= Beginning of Section =

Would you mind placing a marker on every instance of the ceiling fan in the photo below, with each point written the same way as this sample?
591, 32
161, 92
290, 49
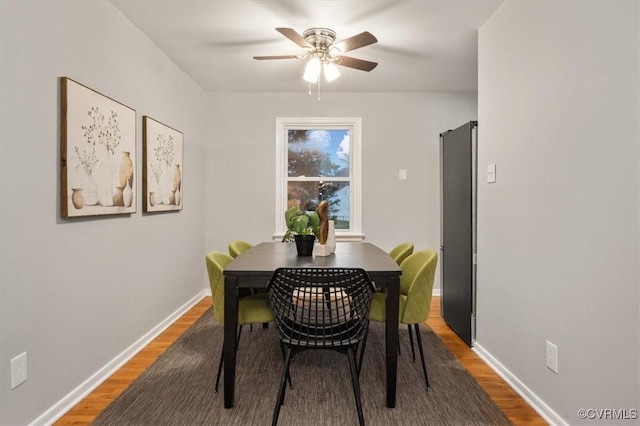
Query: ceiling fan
325, 53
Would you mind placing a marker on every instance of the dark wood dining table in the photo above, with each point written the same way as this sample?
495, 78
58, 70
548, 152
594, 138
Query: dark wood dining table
254, 268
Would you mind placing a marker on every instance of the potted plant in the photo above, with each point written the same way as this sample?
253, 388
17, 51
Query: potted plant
303, 227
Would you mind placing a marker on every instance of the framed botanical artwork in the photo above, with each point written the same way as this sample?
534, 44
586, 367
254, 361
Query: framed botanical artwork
98, 153
161, 166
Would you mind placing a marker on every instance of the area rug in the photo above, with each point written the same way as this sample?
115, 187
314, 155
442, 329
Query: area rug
178, 389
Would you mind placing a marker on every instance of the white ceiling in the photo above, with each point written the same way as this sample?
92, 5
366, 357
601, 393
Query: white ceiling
423, 45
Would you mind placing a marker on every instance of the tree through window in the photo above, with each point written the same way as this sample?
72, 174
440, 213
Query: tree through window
319, 160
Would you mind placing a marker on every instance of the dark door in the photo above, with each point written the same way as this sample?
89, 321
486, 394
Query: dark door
458, 163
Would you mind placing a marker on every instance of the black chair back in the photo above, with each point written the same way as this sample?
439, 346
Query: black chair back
320, 307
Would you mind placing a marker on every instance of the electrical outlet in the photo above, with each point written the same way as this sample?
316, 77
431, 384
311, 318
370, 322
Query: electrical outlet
491, 173
18, 370
552, 357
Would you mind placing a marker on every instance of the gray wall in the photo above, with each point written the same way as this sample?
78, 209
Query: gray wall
398, 131
558, 232
76, 293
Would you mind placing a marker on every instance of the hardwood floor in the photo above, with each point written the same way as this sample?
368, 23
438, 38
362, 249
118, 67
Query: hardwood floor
509, 402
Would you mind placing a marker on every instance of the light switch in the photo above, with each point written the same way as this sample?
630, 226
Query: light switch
491, 173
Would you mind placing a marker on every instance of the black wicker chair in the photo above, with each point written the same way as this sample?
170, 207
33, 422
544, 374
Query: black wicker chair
320, 308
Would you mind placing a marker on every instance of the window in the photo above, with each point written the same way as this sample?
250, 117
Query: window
319, 159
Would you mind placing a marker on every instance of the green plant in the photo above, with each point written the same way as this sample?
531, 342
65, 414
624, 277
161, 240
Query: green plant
301, 223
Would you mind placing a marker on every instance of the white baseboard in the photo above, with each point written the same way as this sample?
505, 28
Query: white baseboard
73, 398
531, 398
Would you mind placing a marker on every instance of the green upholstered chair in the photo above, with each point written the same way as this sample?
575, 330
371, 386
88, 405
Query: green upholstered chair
251, 309
401, 251
416, 286
236, 247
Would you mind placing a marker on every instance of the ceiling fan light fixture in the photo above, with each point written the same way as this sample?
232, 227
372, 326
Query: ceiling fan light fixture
331, 71
312, 70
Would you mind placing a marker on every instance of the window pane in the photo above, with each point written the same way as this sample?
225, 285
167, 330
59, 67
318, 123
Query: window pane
318, 153
307, 196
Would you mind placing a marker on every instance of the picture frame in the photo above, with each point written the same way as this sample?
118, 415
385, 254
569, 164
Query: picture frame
97, 153
162, 166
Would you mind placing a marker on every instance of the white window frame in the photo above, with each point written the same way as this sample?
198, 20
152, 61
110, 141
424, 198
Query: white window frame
354, 126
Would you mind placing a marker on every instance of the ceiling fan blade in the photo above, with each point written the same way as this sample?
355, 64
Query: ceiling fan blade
355, 42
359, 64
262, 58
292, 35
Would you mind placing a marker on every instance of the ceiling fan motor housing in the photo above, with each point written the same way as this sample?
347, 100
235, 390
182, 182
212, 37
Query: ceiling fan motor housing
320, 38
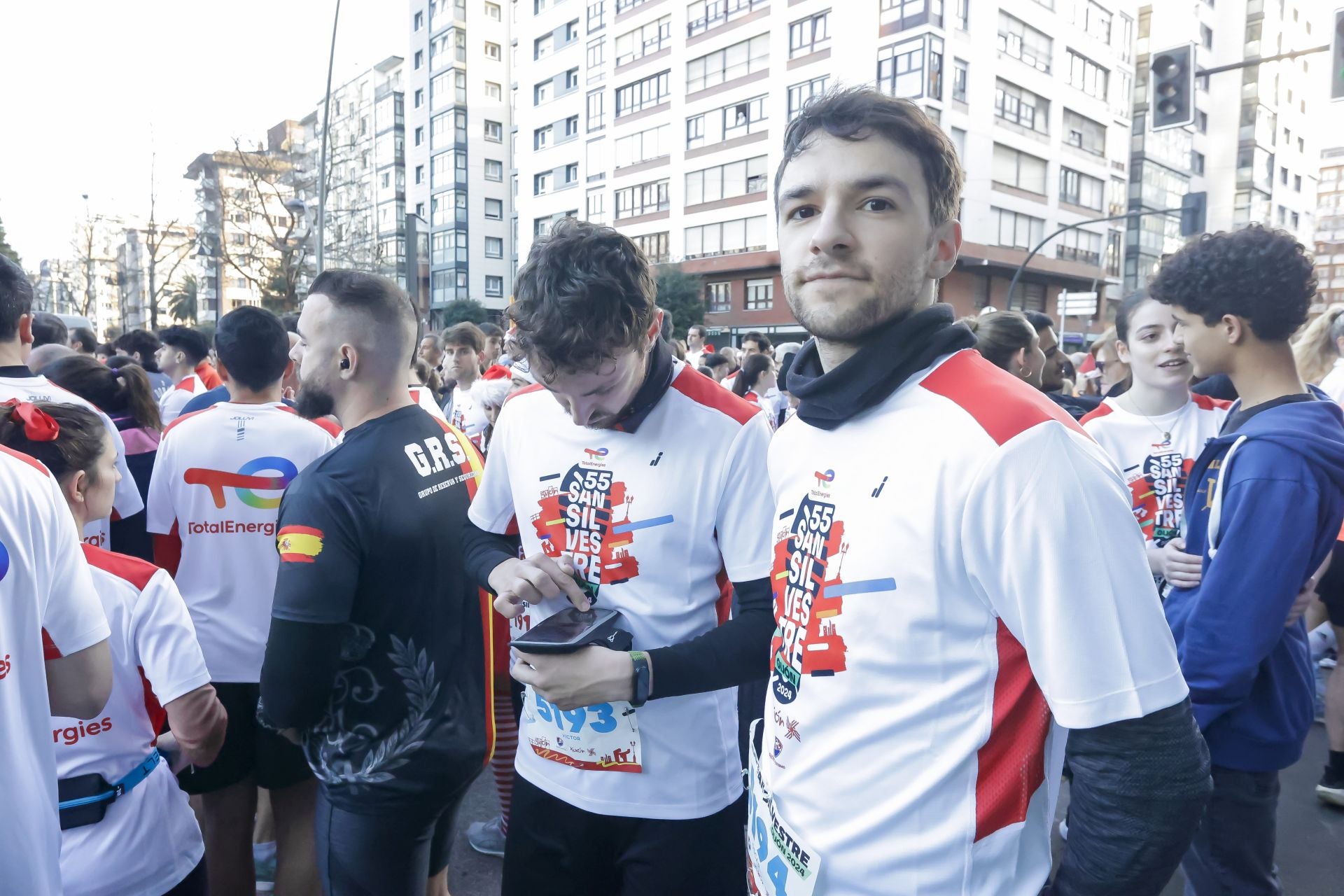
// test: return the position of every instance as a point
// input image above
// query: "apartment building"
(457, 159)
(666, 118)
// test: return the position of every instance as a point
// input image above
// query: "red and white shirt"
(46, 598)
(930, 644)
(217, 485)
(150, 840)
(424, 397)
(125, 500)
(651, 519)
(1155, 468)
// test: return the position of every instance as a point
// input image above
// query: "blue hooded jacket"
(1264, 508)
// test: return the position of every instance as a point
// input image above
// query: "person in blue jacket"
(1264, 505)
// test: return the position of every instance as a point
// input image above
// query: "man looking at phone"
(600, 468)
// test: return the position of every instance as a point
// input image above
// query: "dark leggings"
(384, 855)
(192, 884)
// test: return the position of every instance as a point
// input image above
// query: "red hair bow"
(38, 426)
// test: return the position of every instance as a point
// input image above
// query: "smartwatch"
(641, 678)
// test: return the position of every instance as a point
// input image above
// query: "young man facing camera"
(378, 643)
(930, 648)
(601, 470)
(1237, 300)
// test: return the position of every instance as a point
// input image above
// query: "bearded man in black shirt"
(378, 643)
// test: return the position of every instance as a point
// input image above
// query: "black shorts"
(1331, 587)
(249, 750)
(558, 849)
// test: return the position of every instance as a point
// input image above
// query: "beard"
(314, 402)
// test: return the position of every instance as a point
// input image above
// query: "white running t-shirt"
(48, 605)
(652, 519)
(125, 500)
(217, 485)
(148, 840)
(934, 634)
(1155, 469)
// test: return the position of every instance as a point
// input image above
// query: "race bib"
(600, 738)
(778, 864)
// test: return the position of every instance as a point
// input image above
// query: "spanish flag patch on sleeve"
(299, 545)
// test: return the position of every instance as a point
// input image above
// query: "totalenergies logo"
(246, 481)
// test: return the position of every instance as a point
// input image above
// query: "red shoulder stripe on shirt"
(31, 461)
(128, 568)
(187, 416)
(1209, 402)
(1096, 414)
(321, 422)
(1002, 403)
(705, 391)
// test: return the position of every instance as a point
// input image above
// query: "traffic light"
(1338, 58)
(1174, 88)
(1193, 207)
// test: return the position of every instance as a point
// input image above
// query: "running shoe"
(1331, 789)
(487, 837)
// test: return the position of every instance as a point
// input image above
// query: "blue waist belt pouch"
(85, 798)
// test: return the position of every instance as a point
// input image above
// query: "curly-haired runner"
(1262, 511)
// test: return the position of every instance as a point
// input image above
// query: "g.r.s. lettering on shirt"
(432, 458)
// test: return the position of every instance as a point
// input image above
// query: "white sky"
(84, 85)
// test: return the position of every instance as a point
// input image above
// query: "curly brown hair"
(585, 296)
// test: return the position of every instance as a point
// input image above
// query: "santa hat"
(493, 386)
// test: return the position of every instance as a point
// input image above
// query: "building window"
(644, 146)
(1081, 190)
(1016, 230)
(1021, 106)
(718, 298)
(1085, 133)
(655, 246)
(802, 93)
(644, 93)
(732, 62)
(1022, 42)
(644, 41)
(901, 69)
(724, 238)
(760, 295)
(643, 199)
(910, 14)
(1018, 169)
(809, 35)
(1088, 76)
(724, 182)
(597, 111)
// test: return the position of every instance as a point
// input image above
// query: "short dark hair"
(88, 342)
(140, 342)
(585, 295)
(859, 113)
(714, 359)
(186, 340)
(378, 298)
(1041, 320)
(253, 346)
(1259, 274)
(465, 333)
(15, 298)
(49, 330)
(760, 339)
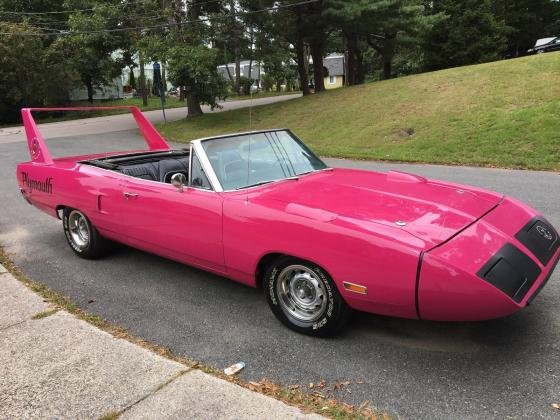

= End of Section =

→ **What is being asked**
Restate word for word the lines that begin at the one containing "shoulder stripe on" and end with the final line of the records. Pictures stay out.

→ **Result of the task**
// query: "red shoulder stripe on shirt"
(31, 461)
(128, 568)
(187, 416)
(1209, 402)
(1096, 414)
(321, 422)
(1002, 403)
(705, 391)
// test: return the position of every instance as a point
// input image above
// query: "traffic light"
(1338, 58)
(1174, 88)
(1193, 207)
// test: return the position of every instance as a point
// input image above
// query: "running shoe"
(1331, 789)
(487, 837)
// test: return the position of every instance as a point
// input image above
// query: "blue waist belt pouch"
(85, 798)
// test: return the position of every instance as a point
// input image above
// query: "curly-haired runner"
(1262, 511)
// test: return the position of every instance as a point
// input image above
// query: "g.r.s. lettering on shirt"
(432, 458)
// test: return the position of every instance as a point
// input image above
// query: "white sky"
(84, 85)
// test: return the position of every instance as a point
// input image above
// query: "curly brown hair"
(585, 296)
// test: return the position of every instance as a point
// input image above
// query: "santa hat"
(493, 386)
// test: return the position of every instance as a point
// input image above
// query: "building window"
(644, 146)
(1081, 190)
(1016, 230)
(1021, 106)
(718, 298)
(1085, 133)
(655, 246)
(802, 93)
(644, 93)
(732, 62)
(1022, 42)
(644, 41)
(901, 69)
(724, 238)
(760, 295)
(643, 199)
(910, 14)
(1018, 169)
(809, 35)
(1088, 76)
(724, 182)
(597, 111)
// test: return the position of every instance as a point
// input image above
// query: "short dark hair"
(88, 342)
(140, 342)
(585, 295)
(859, 113)
(714, 359)
(186, 340)
(378, 298)
(1041, 320)
(253, 346)
(1259, 274)
(465, 333)
(15, 298)
(49, 330)
(760, 339)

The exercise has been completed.